= What you are asked to do =
Give an exact copy of every entry.

= Records supplied =
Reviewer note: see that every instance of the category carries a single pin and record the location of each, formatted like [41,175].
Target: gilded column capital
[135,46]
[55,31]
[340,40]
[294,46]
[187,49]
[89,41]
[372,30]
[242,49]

= Answer for this exercise =
Reviewer note: see that every instance of the category carries a single pin and record the location of each, formatted like [41,175].
Target: gilded column capital
[135,46]
[55,31]
[340,40]
[294,46]
[187,49]
[89,41]
[372,30]
[242,49]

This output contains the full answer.